#### SOURCE EXTRACT
==*==
Q&A Adrian Gonzalez

Adrian Gonzalez is a student of hitting, which should come as no surprise given that he is one of the game’s premier sluggers. The left-handed-hitting first baseman has a career slash line of .288/.369/.510, and this season he’s been even better. In his first 50 games with the Red Sox, he’s hitting a superstar-caliber .337/.385/.553.


David Laurila: Is hitting simple or is it complicated?

Adrian Gonzalez: Hitting is simple. We make it complicated. We look into mechanics and a lot of different things that could be wrong, instead of simplifying everything by staying back and letting our hands go to the ball. In this profession, because of how good the pitchers are, it’s hard not to look at a lot of different things.

Getting hits is extremely hard. Swinging, just getting up there and hitting, and doing the right mechanics, that’s what I’m saying is simple. But when you put in all of the equations, like the pitcher on the mound and the defense that’s behind him, that’s what makes it complicated.
==*==
#### TASK LIST
• a. In the hitting interview, copy the passage that begins at "Getting hits is" and stops after "makes it complicated.", substituting "fielders" for "defense".
• b. Proceed with the interview on hitting from the point where it stops.

#### LISTED RECORDS
==*==
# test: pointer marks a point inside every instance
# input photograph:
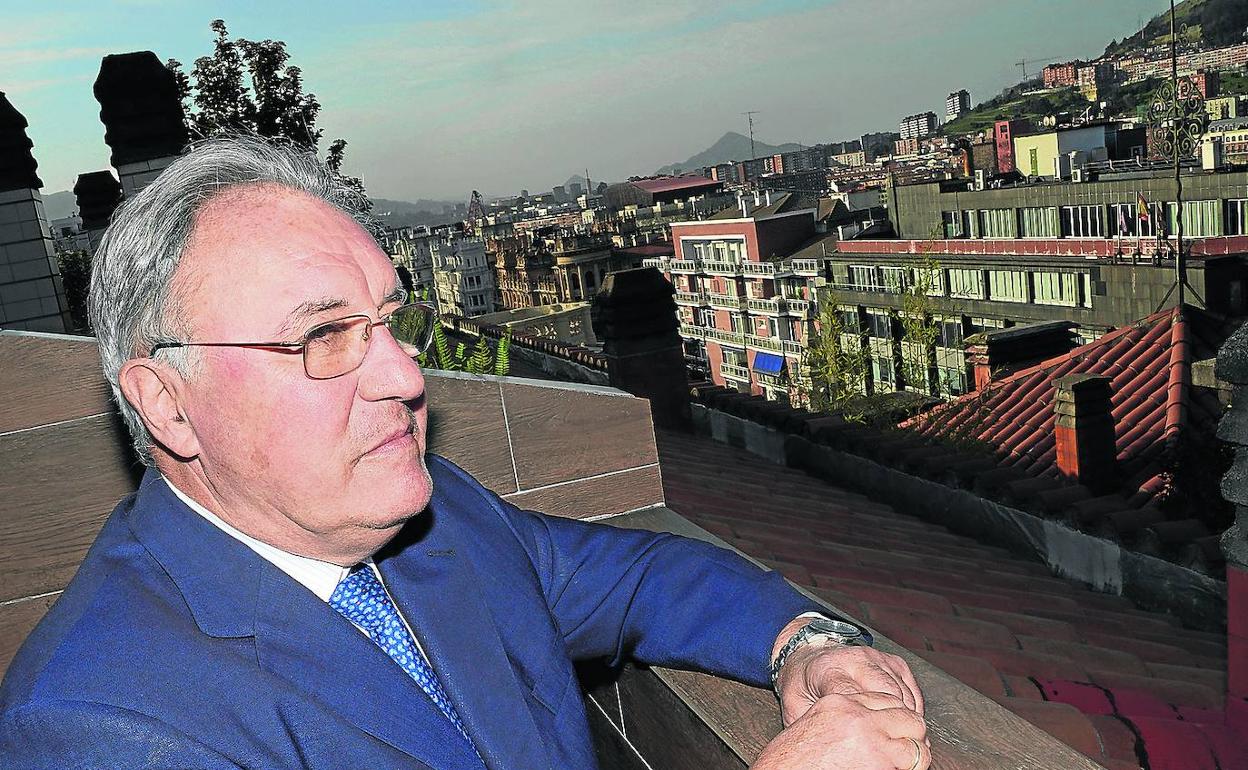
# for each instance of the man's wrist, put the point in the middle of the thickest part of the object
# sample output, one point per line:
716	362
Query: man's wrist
818	629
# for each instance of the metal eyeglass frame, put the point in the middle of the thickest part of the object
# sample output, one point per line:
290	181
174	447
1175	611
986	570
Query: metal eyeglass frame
301	346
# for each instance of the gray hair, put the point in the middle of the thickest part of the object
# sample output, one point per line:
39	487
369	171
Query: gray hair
130	305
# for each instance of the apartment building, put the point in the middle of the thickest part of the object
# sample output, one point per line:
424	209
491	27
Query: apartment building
746	306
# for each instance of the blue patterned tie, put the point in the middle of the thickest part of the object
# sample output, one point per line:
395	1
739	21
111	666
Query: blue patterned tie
362	599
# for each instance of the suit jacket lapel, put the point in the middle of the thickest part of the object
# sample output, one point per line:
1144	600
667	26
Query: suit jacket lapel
235	593
306	642
437	590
==*==
#### RESULTS FOR THE EXERCISE
• a.
Getting hits is extremely hard. Swinging, just getting up there and hitting, and doing the right mechanics, that’s what I’m saying is simple. But when you put in all of the equations, like the pitcher on the mound and the fielders that’s behind him, that’s what makes it complicated.

• b.
DL: What role do hitting coaches play for you?

AG: They’re there to make sure there aren’t inconsistencies. I think that the best hitting coaches are the ones that know when to say something. A lot of times an issue doesn’t have to be mechanical; it can be mental. I’m at a point where I don’t need much guidance from them. I just need them to make sure my mind is in the right place.

DL: Mark McGwire told me that it’s impossible to cover all 17 inches of the plate at the big-league level, that you have to focus on one side or the other. Do you agree?

AG: Sure. If you focus on the whole plate, then you’re going to swing at everything and you’re not going to be able to get a good pitch to drive. And looking at one side isn’t guessing. It’s game planning.

DL: What goes into game planning?

AG: You have to make sure that… for me, I watch every pitcher. I write down what I think, what I’m going to look for, what my game plan will be, whether it’s going to be to look away, look in, look up, look down. From there, I go into the game knowing that I have a game plan I can go with. Win or lose, I’m going to be prepared.

DL: How much does an individual pitcher impact your approach?

AG: Every pitcher is different, so you can’t have one approach for every pitcher. You need to make an approach off of each individual guy.

DL: Does the ballpark impact your approach?

AG: No. You’re not hitting to a ballpark, you’re hitting against a pitcher. [In a smaller park] you just know that you can mis-hit a ball and it might be a home run. I have the same approach here that I did in San Diego.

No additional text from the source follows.